The listing below should be written out exactly; please include all of it.

__Input__.
────────────────────────────────────────

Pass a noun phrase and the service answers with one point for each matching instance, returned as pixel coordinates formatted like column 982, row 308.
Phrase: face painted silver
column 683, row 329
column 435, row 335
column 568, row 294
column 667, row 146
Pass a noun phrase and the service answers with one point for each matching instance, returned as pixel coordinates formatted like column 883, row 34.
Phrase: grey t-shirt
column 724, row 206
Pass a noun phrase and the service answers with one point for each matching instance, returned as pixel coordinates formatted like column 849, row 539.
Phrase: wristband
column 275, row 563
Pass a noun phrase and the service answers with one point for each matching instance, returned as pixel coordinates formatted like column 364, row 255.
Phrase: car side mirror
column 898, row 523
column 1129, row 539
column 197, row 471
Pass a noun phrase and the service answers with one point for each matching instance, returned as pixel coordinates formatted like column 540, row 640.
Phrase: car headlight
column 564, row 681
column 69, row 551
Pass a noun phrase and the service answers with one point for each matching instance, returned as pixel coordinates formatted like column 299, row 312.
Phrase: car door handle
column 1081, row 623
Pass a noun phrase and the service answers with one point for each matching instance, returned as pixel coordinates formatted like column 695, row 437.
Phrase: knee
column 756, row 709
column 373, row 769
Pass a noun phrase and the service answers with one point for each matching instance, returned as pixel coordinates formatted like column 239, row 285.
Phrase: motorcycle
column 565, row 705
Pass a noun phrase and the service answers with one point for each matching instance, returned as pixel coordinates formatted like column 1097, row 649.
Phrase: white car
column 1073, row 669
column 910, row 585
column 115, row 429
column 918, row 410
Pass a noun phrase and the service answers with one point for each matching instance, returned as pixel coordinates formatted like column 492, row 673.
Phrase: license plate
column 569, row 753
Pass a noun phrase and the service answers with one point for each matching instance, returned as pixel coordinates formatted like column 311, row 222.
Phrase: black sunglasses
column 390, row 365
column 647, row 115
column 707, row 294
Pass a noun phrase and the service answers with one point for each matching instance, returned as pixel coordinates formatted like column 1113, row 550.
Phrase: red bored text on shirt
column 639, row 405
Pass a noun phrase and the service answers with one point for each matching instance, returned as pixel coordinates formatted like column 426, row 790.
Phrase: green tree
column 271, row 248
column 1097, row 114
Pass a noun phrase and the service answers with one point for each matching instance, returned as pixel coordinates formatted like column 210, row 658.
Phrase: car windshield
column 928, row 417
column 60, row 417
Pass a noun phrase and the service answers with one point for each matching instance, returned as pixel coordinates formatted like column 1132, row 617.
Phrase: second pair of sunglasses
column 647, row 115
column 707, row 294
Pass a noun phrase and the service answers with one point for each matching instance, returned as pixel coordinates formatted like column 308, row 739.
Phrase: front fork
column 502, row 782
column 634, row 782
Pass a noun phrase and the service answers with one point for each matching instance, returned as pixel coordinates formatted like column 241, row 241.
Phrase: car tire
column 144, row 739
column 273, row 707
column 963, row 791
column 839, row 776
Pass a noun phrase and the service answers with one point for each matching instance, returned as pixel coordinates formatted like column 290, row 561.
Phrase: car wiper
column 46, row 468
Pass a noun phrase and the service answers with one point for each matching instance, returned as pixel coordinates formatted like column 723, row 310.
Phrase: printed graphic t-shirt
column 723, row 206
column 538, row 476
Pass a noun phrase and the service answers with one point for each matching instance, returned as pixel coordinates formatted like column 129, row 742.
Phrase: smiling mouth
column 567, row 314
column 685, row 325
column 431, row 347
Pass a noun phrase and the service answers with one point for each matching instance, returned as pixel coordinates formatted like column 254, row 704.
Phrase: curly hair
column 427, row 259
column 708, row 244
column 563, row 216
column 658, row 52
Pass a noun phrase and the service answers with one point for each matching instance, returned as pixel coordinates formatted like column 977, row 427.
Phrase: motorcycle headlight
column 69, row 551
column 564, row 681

────────────────────────────────────────

__Worked answer__.
Pass a noun phrase and the service answers with one point for each matching instance, returned as pixel coordinates formatted like column 982, row 308.
Phrase: face painted silver
column 683, row 329
column 435, row 335
column 568, row 294
column 667, row 146
Pass a noun phrase and the service answers with one point for each matching instance, returned as pixel coordinates formatted like column 883, row 34.
Phrase: grey t-shirt
column 724, row 206
Pass a noun phrase and the service answers with one point for each matching instance, returned as pixel coordinates formatted like column 849, row 539.
Phrase: wristband
column 275, row 563
Pass a noun phrase and the service answers with one point for each matching instance, returned as pixel coordinates formatted like column 364, row 255.
Phrase: car side mirror
column 898, row 523
column 1129, row 539
column 197, row 471
Pass a noun phrase and the service answers with one point for each matching instance, returned as pixel coordinates formatted like column 540, row 640.
Phrase: car headlight
column 564, row 681
column 69, row 551
Pass a noun phrase and the service answers with one point for each matching instance, returned as pixel coordinates formatted like column 299, row 312.
Phrase: car door handle
column 1081, row 623
Pass a noun phrase and the service answers with one point for each matching instance, returned as pixel coordinates formatted like column 695, row 437.
Phrase: knee
column 756, row 709
column 373, row 769
Pass a noun phrase and the service answers with one point for each matching instance, returned as pixel coordinates formatted like column 239, row 285.
Phrase: motorcycle
column 565, row 705
Pass a noun phrase and the service answers with one point for each matching instance, returned as pixel coordinates formatted like column 1097, row 649.
Phrase: white car
column 1073, row 669
column 910, row 585
column 115, row 429
column 918, row 410
Pass a noun phrase and the service answers with one point for each matching instance, returned as pixel coordinates formatted like column 492, row 673.
Phrase: license plate
column 569, row 753
Pass a noun phrase and the service answers with one point for each matching instance, returned as pixel coordinates formatted like column 311, row 222.
Phrase: black sunglasses
column 390, row 365
column 647, row 115
column 707, row 294
Pass a noun phrase and the service answers with one point for each matching instance, returned as pixel coordinates formatted like column 1113, row 550.
Phrase: red bored text on shirt
column 639, row 405
Pass a noun phrase and the service answers with one point for each matching instance, returned as pixel coordinates formatted like column 426, row 790.
Phrase: green tree
column 271, row 248
column 1097, row 114
Pass a noun phrase and the service answers with one point for each matching instance, returned as pixel coordinates formatted like column 210, row 658.
Phrase: car windshield
column 928, row 417
column 60, row 417
Pass a noun phrase and the service answers with one point for each matching instance, returned as pixel coordinates formatted like column 1132, row 617.
Phrase: second pair of sunglasses
column 647, row 115
column 707, row 294
Pass a noun phrase and the service answers with one point for each matching instance, returned as pixel coordinates formatted like column 308, row 739.
Phrase: front fork
column 502, row 782
column 634, row 782
Pass a noun phrase and the service answers with one point for each matching instance, returned as pixel coordinates formatted like column 241, row 241.
Phrase: car tire
column 144, row 739
column 273, row 707
column 963, row 791
column 839, row 776
Pass a noun phrase and the service answers with one point for each matching instance, returned as pixel coordinates formatted like column 290, row 561.
Phrase: car wiper
column 46, row 468
Pass a noun phrase and the service answers with one point for each matching instance, returned as pixel coordinates formatted like column 723, row 310.
Phrase: printed graphic t-shirt
column 723, row 206
column 538, row 476
Pass a noun phrase and the service answers with one point for each matching instance, returned as pixel coordinates formatted like column 129, row 742.
Phrase: smiling mouth
column 567, row 314
column 685, row 325
column 431, row 347
Pass a noun phrase and the service answers with one point for each matching instance, returned as pixel coordinates formatted like column 254, row 704.
Phrase: curly hair
column 427, row 259
column 708, row 244
column 563, row 216
column 658, row 52
Pass a noun phrase and the service answers with one point for each matching instance, returned as pixel coordinates formatted like column 977, row 427.
Phrase: motorcycle headlight
column 69, row 551
column 564, row 681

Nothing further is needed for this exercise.